Chatbots have grown in popularity over the past couple years, but does this technology have lasting utility in customer support?
One study found that 59% of Americans have interacted with a chatbot or would be willing to. And why not? On the surface, chatbots seem like an intuitive solution to customer issues that is both cheap and automatic. This logic has led industry giants like Uber, NBC and Facebook to adopt chatbots to resolve customer inquiries. Does this mean we should delegate all support issues to chatbots, pat ourselves on the back and sit back while robots handle customer service for us?
Not quite. Unfortunately, despite lofty goals of total automation, chatbots are simply not equipped to take the place of humans.
The Importance of Context in Customer Support
The expectation of chatbot performance far exceeds their practical application. Ideally, a customer can engage with text-based AI, forgo a phone call and resolve an issue with the ease of a couple keystrokes. However, are there any metrics to support this technology works?

§

TASK DETAILS: Copy the passage of the chatbot customer-support text between "Not quite. Unfortunately, despite" and "this technology works?", inclusive.

§

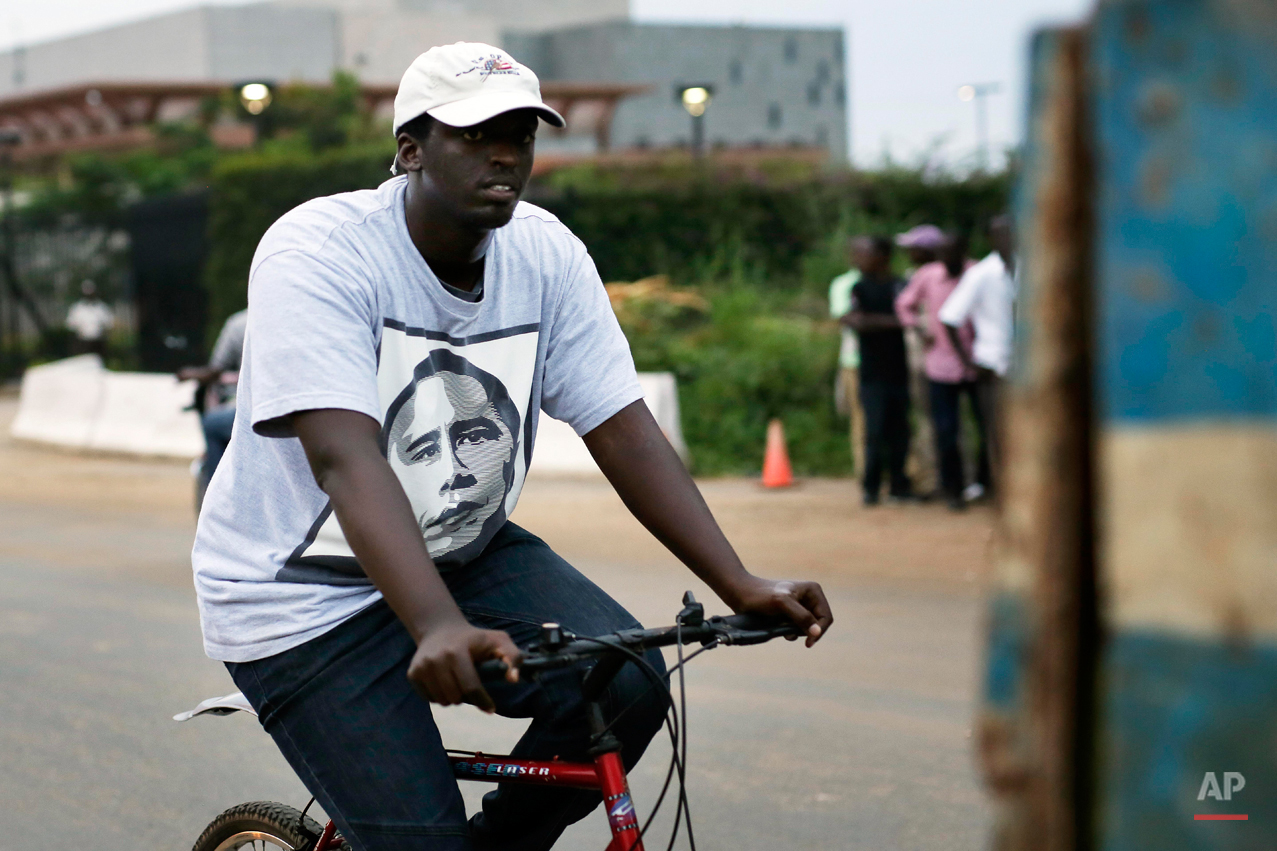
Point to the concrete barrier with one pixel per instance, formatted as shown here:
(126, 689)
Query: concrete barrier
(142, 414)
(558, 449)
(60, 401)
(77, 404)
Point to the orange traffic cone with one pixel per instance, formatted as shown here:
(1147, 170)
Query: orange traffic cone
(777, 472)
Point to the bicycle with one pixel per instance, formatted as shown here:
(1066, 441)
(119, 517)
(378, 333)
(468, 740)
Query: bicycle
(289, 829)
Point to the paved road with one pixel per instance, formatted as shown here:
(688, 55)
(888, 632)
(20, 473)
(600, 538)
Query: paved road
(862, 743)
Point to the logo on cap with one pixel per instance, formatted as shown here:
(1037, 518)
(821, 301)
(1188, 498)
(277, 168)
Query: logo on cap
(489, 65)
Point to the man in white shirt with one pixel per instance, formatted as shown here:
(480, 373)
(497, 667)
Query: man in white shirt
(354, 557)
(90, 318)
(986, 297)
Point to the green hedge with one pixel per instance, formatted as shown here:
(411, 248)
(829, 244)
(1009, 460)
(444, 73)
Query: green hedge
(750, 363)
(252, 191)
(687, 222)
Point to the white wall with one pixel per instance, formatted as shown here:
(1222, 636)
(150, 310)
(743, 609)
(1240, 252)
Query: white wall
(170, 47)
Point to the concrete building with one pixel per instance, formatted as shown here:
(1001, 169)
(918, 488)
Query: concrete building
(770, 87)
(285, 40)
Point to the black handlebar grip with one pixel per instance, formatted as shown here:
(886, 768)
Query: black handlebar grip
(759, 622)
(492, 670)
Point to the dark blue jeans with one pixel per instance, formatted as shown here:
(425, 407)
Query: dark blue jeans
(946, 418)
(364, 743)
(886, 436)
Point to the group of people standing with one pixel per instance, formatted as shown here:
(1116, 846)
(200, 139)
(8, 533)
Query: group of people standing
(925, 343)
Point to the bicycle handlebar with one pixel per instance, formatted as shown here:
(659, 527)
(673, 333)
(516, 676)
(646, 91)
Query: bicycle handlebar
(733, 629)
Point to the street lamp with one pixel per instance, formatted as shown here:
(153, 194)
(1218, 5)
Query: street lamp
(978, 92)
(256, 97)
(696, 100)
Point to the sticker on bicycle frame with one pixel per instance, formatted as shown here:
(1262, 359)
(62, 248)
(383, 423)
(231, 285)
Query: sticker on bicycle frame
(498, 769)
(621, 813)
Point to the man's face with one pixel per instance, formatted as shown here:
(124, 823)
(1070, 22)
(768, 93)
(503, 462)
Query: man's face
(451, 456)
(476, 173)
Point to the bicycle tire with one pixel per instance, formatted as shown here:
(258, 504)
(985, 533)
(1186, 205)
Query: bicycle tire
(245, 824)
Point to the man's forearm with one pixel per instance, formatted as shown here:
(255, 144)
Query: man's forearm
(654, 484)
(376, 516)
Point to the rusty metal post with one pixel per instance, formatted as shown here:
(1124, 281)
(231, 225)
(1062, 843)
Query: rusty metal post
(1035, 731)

§

EXERCISE ANSWER:
Not quite. Unfortunately, despite lofty goals of total automation, chatbots are simply not equipped to take the place of humans.
The Importance of Context in Customer Support
The expectation of chatbot performance far exceeds their practical application. Ideally, a customer can engage with text-based AI, forgo a phone call and resolve an issue with the ease of a couple keystrokes. However, are there any metrics to support this technology works?